* _EXERCISE INSTRUCTIONS_
Pick out each line of the records below that contains the word "wall" and copy those lines unchanged.

[Pointing dataset excerpts]

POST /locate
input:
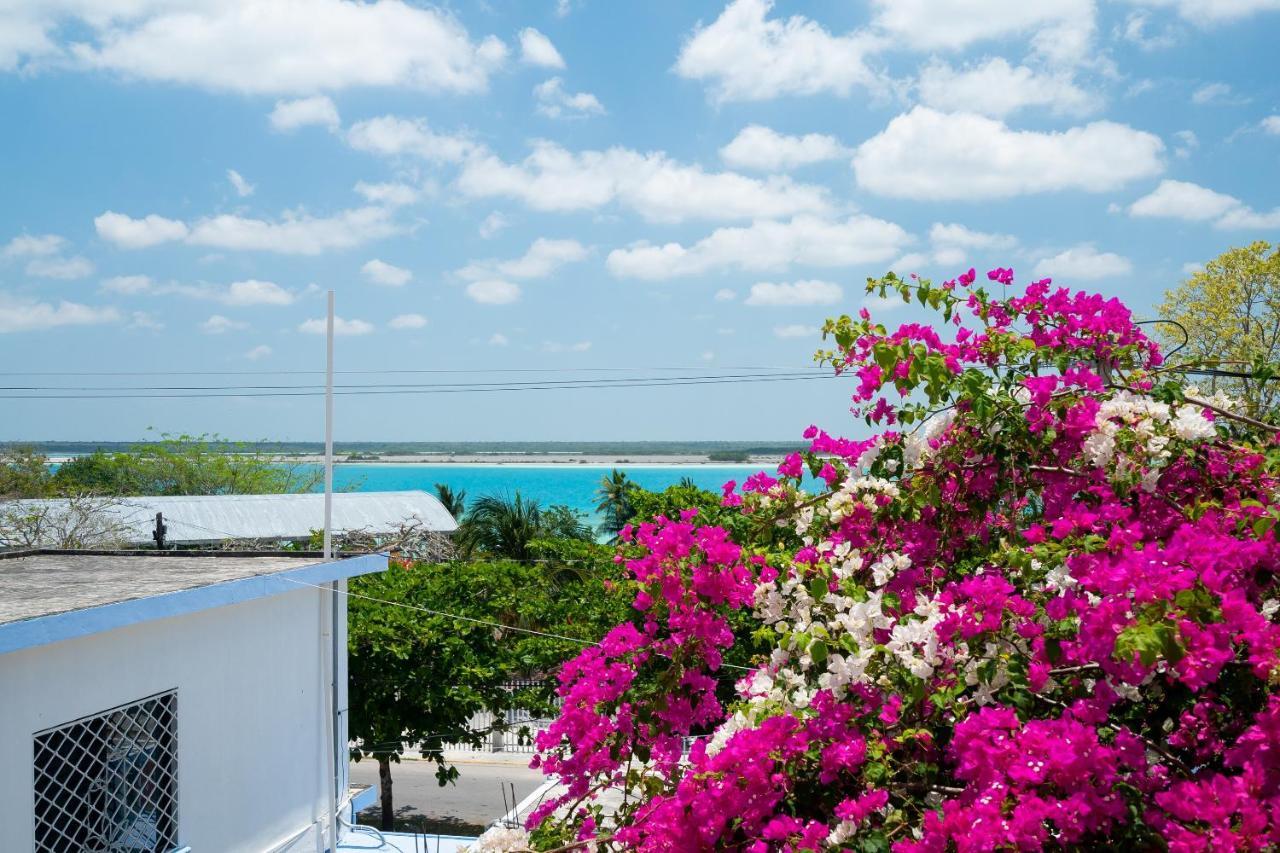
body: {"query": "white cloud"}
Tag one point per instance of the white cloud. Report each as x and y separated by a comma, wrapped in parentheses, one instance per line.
(341, 327)
(949, 24)
(127, 232)
(407, 322)
(492, 224)
(796, 331)
(396, 136)
(653, 185)
(21, 314)
(760, 147)
(393, 195)
(128, 284)
(1183, 200)
(543, 258)
(536, 49)
(242, 186)
(767, 246)
(554, 346)
(379, 272)
(745, 56)
(493, 292)
(805, 292)
(33, 246)
(305, 112)
(997, 89)
(236, 295)
(292, 48)
(1083, 263)
(219, 324)
(931, 155)
(1216, 94)
(64, 268)
(553, 101)
(1215, 12)
(293, 235)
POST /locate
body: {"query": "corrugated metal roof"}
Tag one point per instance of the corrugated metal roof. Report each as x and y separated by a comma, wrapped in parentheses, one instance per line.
(209, 518)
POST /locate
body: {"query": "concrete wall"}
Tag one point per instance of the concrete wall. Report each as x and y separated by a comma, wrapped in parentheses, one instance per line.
(252, 765)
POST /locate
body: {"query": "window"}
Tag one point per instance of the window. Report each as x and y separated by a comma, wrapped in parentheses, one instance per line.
(109, 783)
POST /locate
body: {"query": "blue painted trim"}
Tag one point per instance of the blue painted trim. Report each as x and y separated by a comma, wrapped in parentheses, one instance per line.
(41, 630)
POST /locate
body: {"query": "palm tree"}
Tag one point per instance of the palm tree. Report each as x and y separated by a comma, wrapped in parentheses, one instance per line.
(456, 502)
(615, 502)
(501, 527)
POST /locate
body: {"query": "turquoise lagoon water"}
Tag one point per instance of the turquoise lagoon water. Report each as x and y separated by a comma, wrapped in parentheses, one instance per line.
(574, 486)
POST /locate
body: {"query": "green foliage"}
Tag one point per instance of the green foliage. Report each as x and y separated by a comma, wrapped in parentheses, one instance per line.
(1232, 315)
(183, 465)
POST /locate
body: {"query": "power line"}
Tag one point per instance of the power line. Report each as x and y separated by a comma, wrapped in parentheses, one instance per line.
(375, 391)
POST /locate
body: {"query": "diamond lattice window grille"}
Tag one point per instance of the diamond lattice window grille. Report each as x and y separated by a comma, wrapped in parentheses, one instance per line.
(109, 783)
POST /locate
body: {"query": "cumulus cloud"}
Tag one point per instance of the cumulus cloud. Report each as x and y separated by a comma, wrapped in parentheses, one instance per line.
(493, 292)
(767, 246)
(21, 314)
(553, 101)
(745, 55)
(127, 232)
(1083, 263)
(997, 89)
(318, 110)
(764, 149)
(379, 272)
(341, 327)
(219, 324)
(1183, 200)
(33, 246)
(805, 292)
(396, 136)
(653, 185)
(63, 268)
(796, 331)
(241, 186)
(951, 24)
(543, 258)
(536, 49)
(289, 48)
(926, 154)
(405, 322)
(292, 235)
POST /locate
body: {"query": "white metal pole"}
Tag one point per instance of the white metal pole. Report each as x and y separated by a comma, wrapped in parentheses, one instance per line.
(328, 436)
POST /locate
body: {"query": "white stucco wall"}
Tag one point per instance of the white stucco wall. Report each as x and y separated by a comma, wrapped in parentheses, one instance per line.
(250, 716)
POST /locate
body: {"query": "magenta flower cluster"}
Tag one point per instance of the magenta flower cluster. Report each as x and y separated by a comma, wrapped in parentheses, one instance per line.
(1038, 611)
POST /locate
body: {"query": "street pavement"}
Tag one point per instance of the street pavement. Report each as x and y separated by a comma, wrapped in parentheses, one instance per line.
(461, 808)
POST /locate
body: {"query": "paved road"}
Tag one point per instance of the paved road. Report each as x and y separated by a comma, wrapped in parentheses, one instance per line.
(461, 808)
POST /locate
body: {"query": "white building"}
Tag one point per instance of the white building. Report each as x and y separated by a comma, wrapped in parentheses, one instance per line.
(172, 701)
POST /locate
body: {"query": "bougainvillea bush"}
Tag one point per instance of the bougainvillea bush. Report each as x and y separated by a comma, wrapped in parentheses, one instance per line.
(1036, 611)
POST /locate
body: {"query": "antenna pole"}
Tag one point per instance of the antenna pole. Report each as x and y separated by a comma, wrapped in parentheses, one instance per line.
(328, 436)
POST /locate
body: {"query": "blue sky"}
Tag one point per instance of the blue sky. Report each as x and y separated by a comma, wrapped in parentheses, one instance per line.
(571, 185)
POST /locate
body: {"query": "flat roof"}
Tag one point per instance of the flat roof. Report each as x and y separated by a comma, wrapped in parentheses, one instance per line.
(48, 596)
(211, 518)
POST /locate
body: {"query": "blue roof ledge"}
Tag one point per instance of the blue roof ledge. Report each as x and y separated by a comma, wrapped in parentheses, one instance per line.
(53, 628)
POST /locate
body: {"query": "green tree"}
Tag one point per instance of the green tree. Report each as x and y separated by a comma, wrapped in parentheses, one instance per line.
(419, 678)
(23, 473)
(501, 525)
(456, 502)
(1232, 315)
(615, 502)
(186, 465)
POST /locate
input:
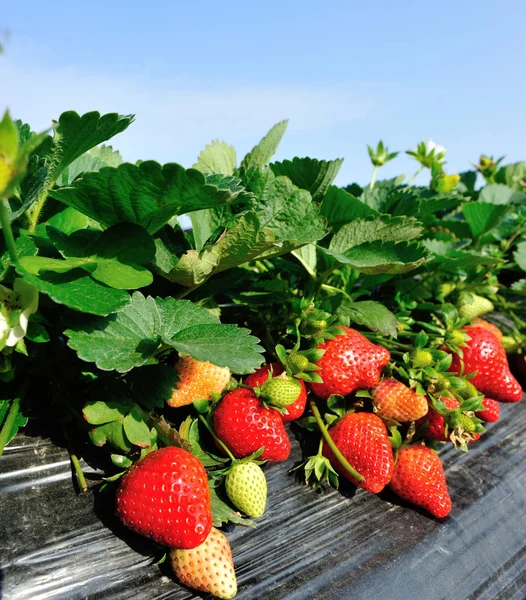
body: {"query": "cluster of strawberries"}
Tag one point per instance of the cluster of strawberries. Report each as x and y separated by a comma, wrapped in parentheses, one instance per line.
(166, 495)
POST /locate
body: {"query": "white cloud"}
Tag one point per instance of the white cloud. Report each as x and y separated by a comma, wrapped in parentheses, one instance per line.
(174, 120)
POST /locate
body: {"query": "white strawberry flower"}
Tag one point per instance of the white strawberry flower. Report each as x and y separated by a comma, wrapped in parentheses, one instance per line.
(16, 306)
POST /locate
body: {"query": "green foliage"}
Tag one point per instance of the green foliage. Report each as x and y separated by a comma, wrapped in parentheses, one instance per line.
(111, 196)
(265, 150)
(146, 326)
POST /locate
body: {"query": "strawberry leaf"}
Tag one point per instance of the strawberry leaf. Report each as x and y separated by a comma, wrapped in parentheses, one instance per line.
(77, 290)
(217, 157)
(383, 229)
(152, 385)
(373, 315)
(135, 427)
(265, 150)
(110, 195)
(146, 326)
(339, 207)
(73, 136)
(309, 174)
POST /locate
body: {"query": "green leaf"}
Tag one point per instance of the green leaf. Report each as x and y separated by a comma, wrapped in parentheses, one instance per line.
(244, 242)
(169, 435)
(135, 428)
(120, 461)
(222, 510)
(137, 333)
(37, 333)
(339, 207)
(99, 412)
(379, 229)
(373, 315)
(113, 433)
(73, 136)
(520, 255)
(307, 257)
(77, 290)
(113, 257)
(483, 217)
(152, 385)
(93, 160)
(68, 221)
(501, 194)
(217, 157)
(148, 194)
(384, 257)
(309, 174)
(265, 150)
(287, 211)
(20, 421)
(513, 175)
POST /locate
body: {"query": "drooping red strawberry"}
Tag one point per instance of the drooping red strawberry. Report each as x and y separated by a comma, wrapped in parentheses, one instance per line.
(165, 497)
(197, 381)
(419, 478)
(395, 401)
(491, 412)
(485, 356)
(207, 568)
(258, 378)
(244, 425)
(436, 429)
(363, 440)
(350, 362)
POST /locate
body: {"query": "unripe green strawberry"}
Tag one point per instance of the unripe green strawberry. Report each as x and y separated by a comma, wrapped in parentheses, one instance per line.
(509, 343)
(442, 383)
(297, 363)
(281, 391)
(246, 487)
(466, 423)
(314, 328)
(422, 359)
(467, 391)
(472, 306)
(208, 567)
(445, 289)
(456, 337)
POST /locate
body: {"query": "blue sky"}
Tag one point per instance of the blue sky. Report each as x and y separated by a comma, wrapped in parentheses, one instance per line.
(345, 73)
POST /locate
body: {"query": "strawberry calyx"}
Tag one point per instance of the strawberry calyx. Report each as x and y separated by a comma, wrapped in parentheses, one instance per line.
(280, 391)
(300, 364)
(329, 441)
(461, 425)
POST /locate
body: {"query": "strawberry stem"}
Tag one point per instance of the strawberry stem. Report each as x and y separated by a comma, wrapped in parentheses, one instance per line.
(212, 433)
(81, 480)
(5, 433)
(343, 461)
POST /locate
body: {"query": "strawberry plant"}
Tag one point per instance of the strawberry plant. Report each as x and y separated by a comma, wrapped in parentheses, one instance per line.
(182, 355)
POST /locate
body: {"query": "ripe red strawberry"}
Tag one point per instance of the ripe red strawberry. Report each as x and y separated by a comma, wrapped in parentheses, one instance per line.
(491, 412)
(351, 362)
(363, 440)
(258, 378)
(165, 497)
(437, 424)
(485, 356)
(489, 326)
(419, 478)
(197, 381)
(395, 401)
(244, 425)
(207, 568)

* _PROBLEM SOLUTION_
body: {"query": "concrete wall"}
Tag one point per instance of the concrete wall. Report each as x and y separated by a comma, wrapped in parentheses, one instance per line.
body: {"query": "white stucco wall"}
Tag one point per instance of the white stucco wall. Report each as x and y separated by a comma, wrapped in parentheses, one instance per line.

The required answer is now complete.